▶ **Source**:
^^^^^^^^^^^^^^^^

Charities to ‘pick up the pieces’?

More than a trace of disillusionment was detectable in the
speech chief executive Stuart Etherington gave at the National
Council for Voluntary Organisations’ annual conference a fortnight
ago.

He feared in particular a scenario where charities involved in
public service delivery were being relied upon to “pick up the
pieces” of public sector failure.

“Although we have made substantial gains by focusing so much as a
sector in the past 10 years on our relationship with government, we
have lost focus on the other things we do,” Etherington told
delegates.

For an organisation that has consistently supported the
government’s drive to increase the sector’s involvement in public
services – although always with the proviso that organisations
should have the freedom to opt out – Etherington’s words hinted at
a weariness with the government’s agenda.

At the same conference a year ago, he dismissed worries over the
sector surrendering its independence to deliver public services as
a “tired old story” that needed to be “put to bed”.

Whitehall would do well to sit up and take notice of the NCVO’s
apparent change of heart if it wants to avoid alienating one of its
few allies in the sector.

Many organisations, including the Social Directory for Change, have
stuck firmly to the belief that voluntary organisations would risk
their cherished independence if they became more involved in public
service delivery.

The NCVO, by contrast, has consistently promoted the message that
those who want to deliver public services should be allowed to do
so, without losing independence, and those who do not should not
suffer.

If the NCVO’s stance seems to be wavering, it is unsurprising given
the mounting evidence of the government trying to prescribe the
sector’s purpose and direct its activities to complement its own
policies.

Heavy criticism has been levelled, for example, at the Big Lottery
Fund – the result of the merger of the Community and New
Opportunities Funds.

Concerns that organisations whose aims did not tie in with
government policies would lose out financially grew after the
operator’s funding streams were announced before the supposed
consultation on them had even ended. The open grants programme that
had existed under the Community Fund, which allowed people to apply
for large sums of money for a wider range of causes, no longer
exists.

^^^^^^^^^^^^^^^^

▶ **Task objective**:
Pick up the article on charities and public service delivery after its last sentence and keep writing it.

▶ **Extracted entries**:
^^^^^^^^^^^^^^^^

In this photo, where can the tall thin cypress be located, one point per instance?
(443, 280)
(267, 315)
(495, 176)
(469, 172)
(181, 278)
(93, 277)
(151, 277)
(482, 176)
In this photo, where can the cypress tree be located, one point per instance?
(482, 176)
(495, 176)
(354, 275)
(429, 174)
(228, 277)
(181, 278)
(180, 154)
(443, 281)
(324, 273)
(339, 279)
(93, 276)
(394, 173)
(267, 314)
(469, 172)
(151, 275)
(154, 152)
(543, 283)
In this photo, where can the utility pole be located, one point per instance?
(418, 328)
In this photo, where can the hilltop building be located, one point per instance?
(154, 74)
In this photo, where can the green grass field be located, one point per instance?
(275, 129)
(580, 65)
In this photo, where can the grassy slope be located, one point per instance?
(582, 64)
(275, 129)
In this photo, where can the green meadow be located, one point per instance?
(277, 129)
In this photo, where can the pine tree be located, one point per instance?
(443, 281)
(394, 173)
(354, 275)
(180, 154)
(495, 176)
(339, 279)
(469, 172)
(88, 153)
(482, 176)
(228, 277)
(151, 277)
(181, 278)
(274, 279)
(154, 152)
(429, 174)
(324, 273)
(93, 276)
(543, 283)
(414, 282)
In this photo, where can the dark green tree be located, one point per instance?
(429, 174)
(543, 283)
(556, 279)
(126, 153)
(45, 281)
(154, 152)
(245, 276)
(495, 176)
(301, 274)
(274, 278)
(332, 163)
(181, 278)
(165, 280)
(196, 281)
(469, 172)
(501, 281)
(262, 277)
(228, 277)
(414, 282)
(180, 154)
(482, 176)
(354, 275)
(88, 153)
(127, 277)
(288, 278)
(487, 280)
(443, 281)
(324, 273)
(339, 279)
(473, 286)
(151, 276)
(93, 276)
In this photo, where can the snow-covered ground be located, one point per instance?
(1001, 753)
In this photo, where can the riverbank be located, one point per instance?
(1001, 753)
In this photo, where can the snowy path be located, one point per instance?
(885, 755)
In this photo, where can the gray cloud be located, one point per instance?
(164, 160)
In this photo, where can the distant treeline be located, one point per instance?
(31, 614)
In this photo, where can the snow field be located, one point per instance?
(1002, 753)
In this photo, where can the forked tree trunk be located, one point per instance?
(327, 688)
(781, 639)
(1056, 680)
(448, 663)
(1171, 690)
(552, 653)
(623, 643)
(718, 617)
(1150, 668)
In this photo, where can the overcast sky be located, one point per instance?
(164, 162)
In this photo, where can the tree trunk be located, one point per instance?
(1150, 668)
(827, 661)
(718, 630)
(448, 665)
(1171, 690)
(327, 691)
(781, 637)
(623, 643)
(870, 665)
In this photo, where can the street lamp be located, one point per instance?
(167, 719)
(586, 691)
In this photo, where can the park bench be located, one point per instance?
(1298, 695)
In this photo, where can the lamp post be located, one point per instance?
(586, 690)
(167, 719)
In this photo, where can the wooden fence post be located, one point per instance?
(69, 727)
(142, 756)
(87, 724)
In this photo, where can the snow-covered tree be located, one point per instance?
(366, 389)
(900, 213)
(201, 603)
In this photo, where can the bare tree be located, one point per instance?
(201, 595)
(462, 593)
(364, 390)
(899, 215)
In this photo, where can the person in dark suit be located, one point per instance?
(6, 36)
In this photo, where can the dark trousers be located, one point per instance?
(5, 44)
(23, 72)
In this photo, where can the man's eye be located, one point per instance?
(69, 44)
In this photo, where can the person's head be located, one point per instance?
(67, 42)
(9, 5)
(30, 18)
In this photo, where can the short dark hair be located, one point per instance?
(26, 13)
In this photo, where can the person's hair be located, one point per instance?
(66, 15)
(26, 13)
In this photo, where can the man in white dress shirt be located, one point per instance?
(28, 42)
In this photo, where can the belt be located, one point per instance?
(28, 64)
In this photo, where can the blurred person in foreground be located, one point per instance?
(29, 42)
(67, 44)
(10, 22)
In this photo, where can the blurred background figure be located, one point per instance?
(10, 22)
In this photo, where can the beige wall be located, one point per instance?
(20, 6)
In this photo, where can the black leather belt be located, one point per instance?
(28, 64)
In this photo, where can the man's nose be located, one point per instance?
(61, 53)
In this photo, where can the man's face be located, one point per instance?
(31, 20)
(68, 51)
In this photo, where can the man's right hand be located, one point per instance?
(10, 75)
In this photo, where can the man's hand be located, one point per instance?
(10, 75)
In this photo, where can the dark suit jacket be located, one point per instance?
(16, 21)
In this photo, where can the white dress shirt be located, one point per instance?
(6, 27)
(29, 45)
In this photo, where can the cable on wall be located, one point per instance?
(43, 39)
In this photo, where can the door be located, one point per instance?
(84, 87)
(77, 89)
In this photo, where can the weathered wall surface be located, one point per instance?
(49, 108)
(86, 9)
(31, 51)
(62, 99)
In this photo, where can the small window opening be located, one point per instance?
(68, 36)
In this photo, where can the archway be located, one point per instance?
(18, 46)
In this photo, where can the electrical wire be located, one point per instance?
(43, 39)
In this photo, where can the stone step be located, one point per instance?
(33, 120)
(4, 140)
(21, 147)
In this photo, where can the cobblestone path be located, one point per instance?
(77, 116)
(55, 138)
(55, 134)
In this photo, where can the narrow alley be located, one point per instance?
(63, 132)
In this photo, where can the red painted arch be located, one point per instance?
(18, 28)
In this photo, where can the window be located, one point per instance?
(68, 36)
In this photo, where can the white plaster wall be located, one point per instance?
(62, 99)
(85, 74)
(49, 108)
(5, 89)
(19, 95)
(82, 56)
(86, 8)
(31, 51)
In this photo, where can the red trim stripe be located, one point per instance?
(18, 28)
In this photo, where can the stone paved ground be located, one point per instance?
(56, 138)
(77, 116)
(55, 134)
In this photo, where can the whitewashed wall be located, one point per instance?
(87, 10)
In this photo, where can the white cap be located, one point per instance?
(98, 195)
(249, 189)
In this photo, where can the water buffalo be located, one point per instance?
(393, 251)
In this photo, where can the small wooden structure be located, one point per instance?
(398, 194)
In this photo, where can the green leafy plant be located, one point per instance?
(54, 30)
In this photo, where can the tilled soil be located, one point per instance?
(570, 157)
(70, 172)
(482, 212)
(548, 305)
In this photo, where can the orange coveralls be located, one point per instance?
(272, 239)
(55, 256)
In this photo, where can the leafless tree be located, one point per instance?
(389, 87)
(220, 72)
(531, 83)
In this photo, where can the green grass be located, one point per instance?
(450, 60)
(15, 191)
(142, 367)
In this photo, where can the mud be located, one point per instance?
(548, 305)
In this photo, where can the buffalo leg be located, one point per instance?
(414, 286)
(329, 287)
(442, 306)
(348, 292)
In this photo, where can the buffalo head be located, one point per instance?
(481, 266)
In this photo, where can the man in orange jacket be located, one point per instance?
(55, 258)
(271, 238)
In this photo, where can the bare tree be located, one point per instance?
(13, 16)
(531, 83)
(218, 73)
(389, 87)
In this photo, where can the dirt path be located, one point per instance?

^^^^^^^^^^^^^^^^

▶ **Exercise answer**:
Even where the government is supposed to be supporting the sector
to deliver public services, there have been unexplained and
unacceptable delays in the releasing of funds.

Etherington has been forced to write to the Home Office asking why
the £80m allocated to implement the ChangeUp programme, to be
spent on areas such as governance and IT, has yet to
materialise.

The landmark decision last week by the Charity Commission allowing
charities to deliver a whole public service rather than a
supplementary one will make it easier for the voluntary sector to
become involved in the public service delivery agenda.

But, as Campbell Robb, director of public policy at NCVO, points
out: “It should not be seen as giving carte blanche to councils to
transfer responsibility for public services to charities. It will
be important that any such newly created organisations, as with any
charity, can satisfy two critical tests: that their governance
structures and mission are truly independent of the founding
authority and that their purposes are charitable and provide a
genuine public benefit for the community.”

Research carried out by the NCVO last year showed that it was large
organisations that were benefiting from cash coming into the sector
via public services, while medium and small ones had seen their
income fall.

Despite government rhetoric that voluntary groups have a choice
about becoming involved in public services, there are worrying
signs that the number of genuine options available is
diminishing.

In the past four years, policy changes in the voluntary sector have
been formed with public service delivery in mind and the millions
of pounds that have flooded into the sector have been for those
that want to play ball. The question is, where does that leave
those that do not?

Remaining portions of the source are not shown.